In which the powerfully delicate melodic labyrinth of William Ingrid play against the dark, thundering steam engine of The Tempers (29 July 2013, at the Portland’s Hebesha Lounge)
William Ingrid are old favorites of mine. Their first (and, so far, only) album, 2009’s Where Are You?, is a regular soundtrack to my road trips and airplane journeys. Somehow it is perfect at speed, in transition. Yet this sense of transition is perhaps paradoxical, as William Ingrid is the nom de plume (and middle names) of wedded duo Derek & Kristen Larson.
Where Are You? is, essentially, an outward-facing manifestation of their inner relationship. Kristen’s voice (the dominant narrator) shimmers along the fine edge of the line where two people interact: their doubts, foibles, worries, affections, and simple happiness. (One of my favorite songs is ‘Sleep Here Forever,’ whose one-minute length is only this: ‘I like the feeling when we wake up / the sun is shining on the two of us / blankets around us forming our cave / we want to sleep and we want to stay all day / we want to sleep here forever.’)

Data block >>
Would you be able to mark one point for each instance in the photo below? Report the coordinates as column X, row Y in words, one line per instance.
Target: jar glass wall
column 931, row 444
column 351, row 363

Set tasks >>
1) Can you give the stretch of the concert review from "Where Are You? is, essentially, an" through "sleep here forever.’)" again, substituting "glimmers" for "shimmers"?
2) Could you resume the William Ingrid concert review after its last sentence and carry it on?

Responses by task >>
1)
Where Are You? is, essentially, an outward-facing manifestation of their inner relationship. Kristen’s voice (the dominant narrator) glimmers along the fine edge of the line where two people interact: their doubts, foibles, worries, affections, and simple happiness. (One of my favorite songs is ‘Sleep Here Forever,’ whose one-minute length is only this: ‘I like the feeling when we wake up / the sun is shining on the two of us / blankets around us forming our cave / we want to sleep and we want to stay all day / we want to sleep here forever.’)

2)
Musically, William Ingrid captures a similar fine line. Theirs is a kind of melodious minimalism: notes that are just barely a waveform, spread carefully across the space of each song, with plenty of space left between. Kristen’s powerful voice is a rich and mellifluous sauce over Derek’s complex, bitty, glitchy synth work: eight-bit digitization overlaid with analog soul.
Live, Derek & Kristen weave a tantalizing fabric of delightful electro-pop out of a sizable array of keyboards and effects (plus a guitar & harmonica). Costumed respectively in a tuxedo and a hoop dress of illuminated, sound-triggered electro-luminescent wire, they somehow rise above the usual bland triggered electronica. Instead, they weave these devices with their emotions — human mixed with digital — and out comes love.
But it is over far too early. This is my biggest frustration with William Ingrid: they stop before they’re truly done. If there is a band out there who wins the lack-of-self-confidence award, it is William Ingrid. The world is waiting for you, guys: get out there and connect.
The Tempers reject their native Seattle’s unfinished fascination with grunge, rock, and folk, and instead wear their synth-glam influences proudly and explicitly. (For further insight, see Mute Magazine’s interview with the band.) To me, as someone who lived in that city, it’s a logical outgrowth: since its discovery by the rest of the world in the late 1990s, the leading edge of its culture has been trying hard to create a new identity, one far removed from the middle-aged Seattle, whose aesthetic was inspired more by dying logging towns and a skeletal Boeing than the current modern, shiny, Amazonian city on the hill.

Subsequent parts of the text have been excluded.